Texte à lire
----------------------------------------

En Belgique, les règles relatives à la répartition des compétences peuvent s’avérer complexes. En effet, une matière donnée peut relever simultanément de la compétence de l’autorité fédérale et de celle des entités fédérées, chacune étant habilitée à intervenir sur des aspects spécifiques de ladite matière.

Ainsi, en ce qui concerne les baux, les Régions sont depuis 2014 compétentes pour l’ensemble des dispositions relatives aux baux d’habitation. Toutefois, l’autorité fédérale conserve sa compétence en matière d’obligations liées à l’enregistrement des baux.

A Bruxelles, les règles relatives au bail d’habitation sont reprises dans le Code bruxellois du logement et le législateur régional a eu l’idée d’y insérer une obligation pour le bailleur de se soumettre à la formalité de l’enregistrement du bail, mais en supprimant l’enregistrement du régime fédéral, alors qu’il s’agit d’une compétence exclusivement fédérale.

Sur le plan civil, si un bail n’est pas enregistré, le locataire peut quitter les lieux à tout moment, sans délai de préavis ni paiement de quelqu’ indemnité que ce soit.

Sur le plan fiscal, l’enregistrement est gratuit quand il concerne un bail de résidence.

Pour quelle raison le gouvernement bruxellois est-il venu empiéter sur les plates-bandes du fédéral ?

Aucune rentrée fiscale ne peut en effet être espérée de cette prise d’otage. L’idée présentée par le gouvernement bruxellois dans sa déclaration de politique régionale en 2019 était de créer une base de données centralisée lui permettant de disposer d’une image fidèle et objective du marché locatif, une plus grande transparence du secteur immobilier quant aux baux, loyers, garanties, état de lieux, PEB permis…

L’ordonnance du 28 octobre 2021 a instauré une commission paritaire chargée de rendre un avis sur la justesse du loyer pour tout bail privé d’habitation en région bruxelloise.

La base de données permet enfin aux agents de la Région de lutter contre les logements inoccupés et protéger les locataires contre les logements insalubres.

La Région estimait que les données fournies par les bailleurs par l’intermédiaire de MyRent –plateforme fédérale- présentent un caractère lacunaire et ne couvrent pas l’ensemble des éléments nécessaires à la réalisation des finalités régionales : la superficie des logements est rarement renseignée, de même que le nombre de chambres. Il faut dire que le fisc s’est habitué à avoir une connaissance de plus en plus élargie du patrimoine de ses contribuables… pourquoi s’arrêter en si bon chemin ! Surtout, la Région de dispose pas de la maîtrise de cet instrument, que ce soit au niveau de la collecte des données ou pour leur traitement.

----------------------------------------

[Entrées de pointage d'objets étiquetés]

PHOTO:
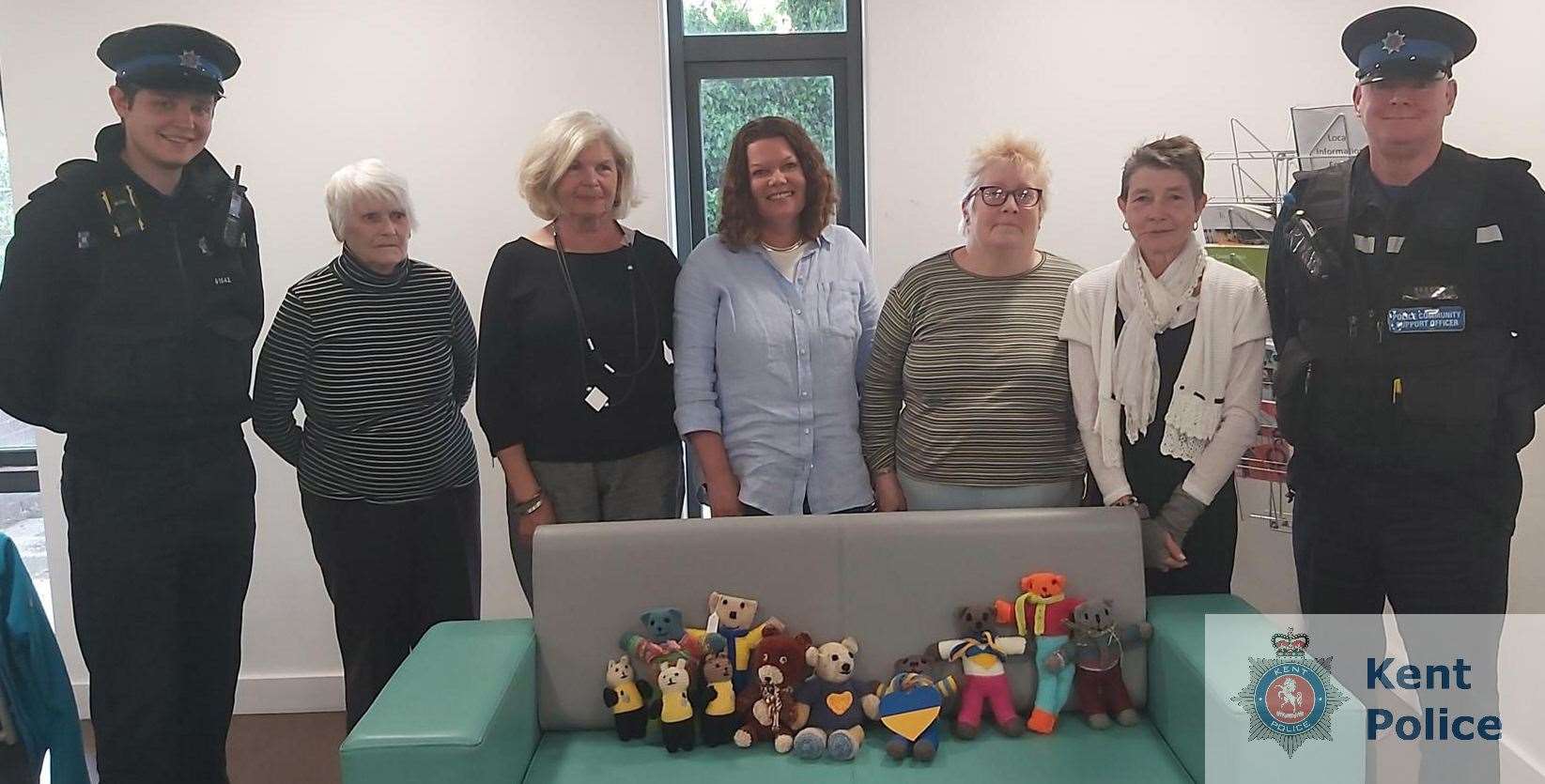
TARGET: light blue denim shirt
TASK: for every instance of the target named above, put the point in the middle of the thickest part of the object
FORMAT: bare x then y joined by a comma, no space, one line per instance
774,368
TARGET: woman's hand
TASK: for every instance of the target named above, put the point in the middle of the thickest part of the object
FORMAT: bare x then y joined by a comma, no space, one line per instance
888,498
529,522
723,498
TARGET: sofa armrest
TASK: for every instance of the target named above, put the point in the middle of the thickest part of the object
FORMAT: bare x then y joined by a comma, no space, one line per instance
1178,670
462,709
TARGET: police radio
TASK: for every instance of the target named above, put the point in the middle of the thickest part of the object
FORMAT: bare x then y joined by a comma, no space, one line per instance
232,235
122,210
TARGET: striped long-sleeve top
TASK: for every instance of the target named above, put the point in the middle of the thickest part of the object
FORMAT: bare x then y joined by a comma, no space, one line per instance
967,383
382,366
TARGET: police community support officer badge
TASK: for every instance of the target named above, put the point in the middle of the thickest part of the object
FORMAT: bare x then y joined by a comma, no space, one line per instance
1290,697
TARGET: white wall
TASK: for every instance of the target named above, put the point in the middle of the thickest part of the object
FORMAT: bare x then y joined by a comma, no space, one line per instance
452,91
448,93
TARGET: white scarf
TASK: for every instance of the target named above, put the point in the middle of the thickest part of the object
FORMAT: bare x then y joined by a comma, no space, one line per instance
1128,366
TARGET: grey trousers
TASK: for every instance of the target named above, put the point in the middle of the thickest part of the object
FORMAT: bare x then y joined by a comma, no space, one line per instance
643,486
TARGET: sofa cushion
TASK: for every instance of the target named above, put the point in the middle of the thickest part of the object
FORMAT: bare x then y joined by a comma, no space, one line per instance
1073,753
465,683
891,580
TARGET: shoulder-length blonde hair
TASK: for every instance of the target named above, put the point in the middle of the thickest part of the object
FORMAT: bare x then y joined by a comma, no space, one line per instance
739,221
557,148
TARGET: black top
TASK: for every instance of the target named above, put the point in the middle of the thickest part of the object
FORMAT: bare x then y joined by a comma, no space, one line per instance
134,323
534,368
383,364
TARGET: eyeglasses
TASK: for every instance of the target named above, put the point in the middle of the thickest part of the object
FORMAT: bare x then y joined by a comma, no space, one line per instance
994,196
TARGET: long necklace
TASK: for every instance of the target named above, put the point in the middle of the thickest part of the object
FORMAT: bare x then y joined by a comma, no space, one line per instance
783,249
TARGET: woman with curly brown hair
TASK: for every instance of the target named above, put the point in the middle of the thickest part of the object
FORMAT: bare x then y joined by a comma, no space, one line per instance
774,318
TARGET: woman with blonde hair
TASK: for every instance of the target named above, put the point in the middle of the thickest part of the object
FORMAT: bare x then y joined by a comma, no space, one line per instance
966,400
577,345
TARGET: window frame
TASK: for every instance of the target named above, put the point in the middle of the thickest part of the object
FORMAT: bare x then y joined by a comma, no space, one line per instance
751,55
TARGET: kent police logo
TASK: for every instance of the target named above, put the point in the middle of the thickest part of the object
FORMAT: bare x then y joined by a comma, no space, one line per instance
1288,698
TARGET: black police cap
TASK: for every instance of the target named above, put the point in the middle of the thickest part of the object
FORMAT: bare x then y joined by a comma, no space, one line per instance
1406,42
170,57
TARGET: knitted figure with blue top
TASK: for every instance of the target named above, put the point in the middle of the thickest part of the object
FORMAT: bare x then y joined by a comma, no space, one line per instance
910,705
674,707
627,698
1094,652
1053,608
981,654
838,704
731,616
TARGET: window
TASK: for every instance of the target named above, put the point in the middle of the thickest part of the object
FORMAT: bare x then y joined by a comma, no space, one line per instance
21,503
733,60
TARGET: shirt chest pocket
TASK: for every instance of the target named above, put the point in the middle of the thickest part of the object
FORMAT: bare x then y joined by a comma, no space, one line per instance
840,307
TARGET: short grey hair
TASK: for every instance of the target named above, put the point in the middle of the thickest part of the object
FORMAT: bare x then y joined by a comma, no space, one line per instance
366,179
1020,150
557,148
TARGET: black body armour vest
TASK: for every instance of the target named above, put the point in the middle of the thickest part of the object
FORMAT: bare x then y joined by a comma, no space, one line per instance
1405,346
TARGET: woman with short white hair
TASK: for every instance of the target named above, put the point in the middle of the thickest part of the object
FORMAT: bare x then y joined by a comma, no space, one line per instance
966,398
575,361
380,350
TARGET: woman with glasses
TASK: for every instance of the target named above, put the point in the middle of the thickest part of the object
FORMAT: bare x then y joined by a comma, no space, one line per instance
1166,354
966,400
774,315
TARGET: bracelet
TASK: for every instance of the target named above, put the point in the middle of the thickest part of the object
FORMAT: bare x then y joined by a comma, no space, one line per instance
531,505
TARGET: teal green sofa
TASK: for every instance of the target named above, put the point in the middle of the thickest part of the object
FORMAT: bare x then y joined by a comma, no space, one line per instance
519,701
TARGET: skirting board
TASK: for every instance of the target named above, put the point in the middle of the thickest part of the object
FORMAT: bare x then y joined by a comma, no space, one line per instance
273,693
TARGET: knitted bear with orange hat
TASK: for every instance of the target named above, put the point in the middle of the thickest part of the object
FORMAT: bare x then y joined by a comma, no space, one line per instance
1043,610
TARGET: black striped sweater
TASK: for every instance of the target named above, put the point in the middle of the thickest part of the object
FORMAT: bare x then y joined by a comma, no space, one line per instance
382,366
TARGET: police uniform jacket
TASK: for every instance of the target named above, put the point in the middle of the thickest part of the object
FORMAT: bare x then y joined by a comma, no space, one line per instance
129,314
1411,321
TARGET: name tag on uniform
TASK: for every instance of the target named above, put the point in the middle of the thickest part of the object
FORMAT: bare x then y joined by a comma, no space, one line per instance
1417,320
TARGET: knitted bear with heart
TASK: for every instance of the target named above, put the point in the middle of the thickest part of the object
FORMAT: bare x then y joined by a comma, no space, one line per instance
1094,649
1043,610
981,656
838,702
768,701
912,704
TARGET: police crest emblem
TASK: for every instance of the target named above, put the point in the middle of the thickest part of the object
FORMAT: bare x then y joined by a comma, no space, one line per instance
1290,697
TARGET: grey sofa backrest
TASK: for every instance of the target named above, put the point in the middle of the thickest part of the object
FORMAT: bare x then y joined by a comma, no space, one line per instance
890,580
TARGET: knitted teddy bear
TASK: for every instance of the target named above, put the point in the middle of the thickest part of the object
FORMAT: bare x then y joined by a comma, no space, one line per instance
731,616
981,654
674,707
910,705
720,718
666,639
838,702
627,697
1043,592
1096,649
768,701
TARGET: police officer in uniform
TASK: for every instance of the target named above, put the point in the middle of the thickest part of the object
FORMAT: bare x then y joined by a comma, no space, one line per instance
129,311
1403,289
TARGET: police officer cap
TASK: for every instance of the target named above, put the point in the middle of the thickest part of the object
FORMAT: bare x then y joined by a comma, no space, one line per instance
170,57
1406,42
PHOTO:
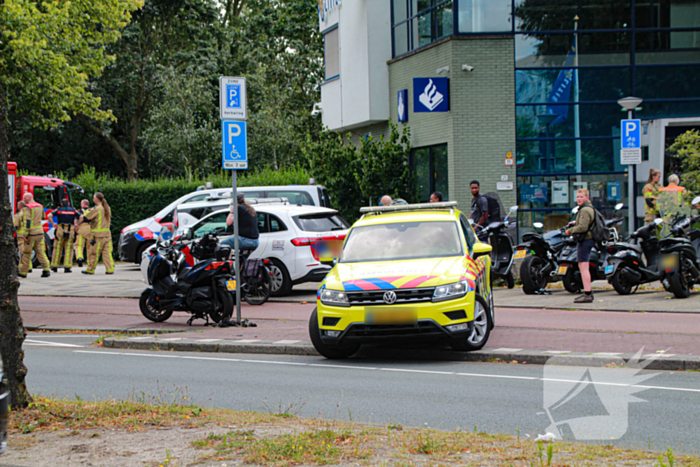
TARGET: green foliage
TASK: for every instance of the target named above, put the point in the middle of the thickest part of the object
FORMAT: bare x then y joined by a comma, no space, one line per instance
356,177
134,201
687,148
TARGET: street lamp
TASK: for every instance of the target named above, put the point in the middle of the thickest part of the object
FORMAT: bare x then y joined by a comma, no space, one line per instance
630,104
547,119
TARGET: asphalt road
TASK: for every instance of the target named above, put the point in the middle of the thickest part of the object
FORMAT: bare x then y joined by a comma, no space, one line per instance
495,398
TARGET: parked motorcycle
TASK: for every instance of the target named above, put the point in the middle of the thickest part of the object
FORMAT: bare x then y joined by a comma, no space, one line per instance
203,290
568,258
540,263
679,264
502,253
634,262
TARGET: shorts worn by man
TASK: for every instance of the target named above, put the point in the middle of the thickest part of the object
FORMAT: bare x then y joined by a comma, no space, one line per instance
33,215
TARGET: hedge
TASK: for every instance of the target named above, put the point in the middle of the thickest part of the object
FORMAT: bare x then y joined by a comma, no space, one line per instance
134,201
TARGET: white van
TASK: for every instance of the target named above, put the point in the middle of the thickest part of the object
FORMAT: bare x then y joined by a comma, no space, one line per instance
135,238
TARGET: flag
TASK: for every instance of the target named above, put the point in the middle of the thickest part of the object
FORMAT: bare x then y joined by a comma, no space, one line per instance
562,90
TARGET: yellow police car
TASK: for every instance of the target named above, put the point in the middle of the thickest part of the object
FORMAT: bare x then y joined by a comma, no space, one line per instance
406,273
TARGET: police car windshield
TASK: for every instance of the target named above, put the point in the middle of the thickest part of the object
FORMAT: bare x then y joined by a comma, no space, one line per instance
404,240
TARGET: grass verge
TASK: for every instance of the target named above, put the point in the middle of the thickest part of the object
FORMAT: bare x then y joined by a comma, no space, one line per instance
278,439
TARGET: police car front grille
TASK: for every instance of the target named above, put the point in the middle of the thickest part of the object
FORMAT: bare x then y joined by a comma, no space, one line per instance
403,296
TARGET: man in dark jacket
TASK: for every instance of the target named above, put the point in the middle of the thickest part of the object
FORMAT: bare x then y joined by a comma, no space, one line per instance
583,226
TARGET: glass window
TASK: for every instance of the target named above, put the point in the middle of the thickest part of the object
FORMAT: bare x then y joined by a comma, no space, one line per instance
484,16
215,223
276,225
294,197
402,240
331,53
321,222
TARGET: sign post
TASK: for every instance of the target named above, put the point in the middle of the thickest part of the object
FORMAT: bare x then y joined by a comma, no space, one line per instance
631,155
234,153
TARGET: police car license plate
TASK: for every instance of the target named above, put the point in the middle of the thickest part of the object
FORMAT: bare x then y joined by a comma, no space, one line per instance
520,254
391,315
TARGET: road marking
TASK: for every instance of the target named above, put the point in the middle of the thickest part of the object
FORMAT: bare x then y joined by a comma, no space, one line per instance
51,344
370,368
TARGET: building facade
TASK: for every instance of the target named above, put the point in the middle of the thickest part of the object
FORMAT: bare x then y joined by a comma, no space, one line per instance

----------------------------------------

Consignes
a – Traduisez en anglais cette phrase du texte sur l'enregistrement des baux à Bruxelles : « Sur le plan fiscal, l’enregistrement est gratuit quand il concerne un bail de résidence. »
b – Remplacez « bailleurs » par « propriétaires » dans le passage du texte sur l'enregistrement des baux à Bruxelles qui s'ouvre sur les mots contenant « La base de données » et se ferme sur « pour leur traitement. », puis recopiez ce passage.
c – Répondez à ces questions sur le texte consacré à l'enregistrement des baux à Bruxelles :
(i) Depuis quelle année les Régions sont-elles compétentes pour l'ensemble des dispositions relatives aux baux d'habitation ?
(ii) De quelle date est l'ordonnance qui a instauré une commission paritaire chargée de rendre un avis sur la justesse du loyer ?
(iii) Comment s'appelle la plateforme fédérale par laquelle les bailleurs fournissent leurs données ?

Réponses
a – From a tax standpoint, registration is free when it concerns a residential lease.

b –
La base de données permet enfin aux agents de la Région de lutter contre les logements inoccupés et protéger les locataires contre les logements insalubres.

La Région estimait que les données fournies par les propriétaires par l’intermédiaire de MyRent –plateforme fédérale- présentent un caractère lacunaire et ne couvrent pas l’ensemble des éléments nécessaires à la réalisation des finalités régionales : la superficie des logements est rarement renseignée, de même que le nombre de chambres. Il faut dire que le fisc s’est habitué à avoir une connaissance de plus en plus élargie du patrimoine de ses contribuables… pourquoi s’arrêter en si bon chemin ! Surtout, la Région de dispose pas de la maîtrise de cet instrument, que ce soit au niveau de la collecte des données ou pour leur traitement.

c –
(i) Depuis 2014.
(ii) Du 28 octobre 2021.
(iii) MyRent.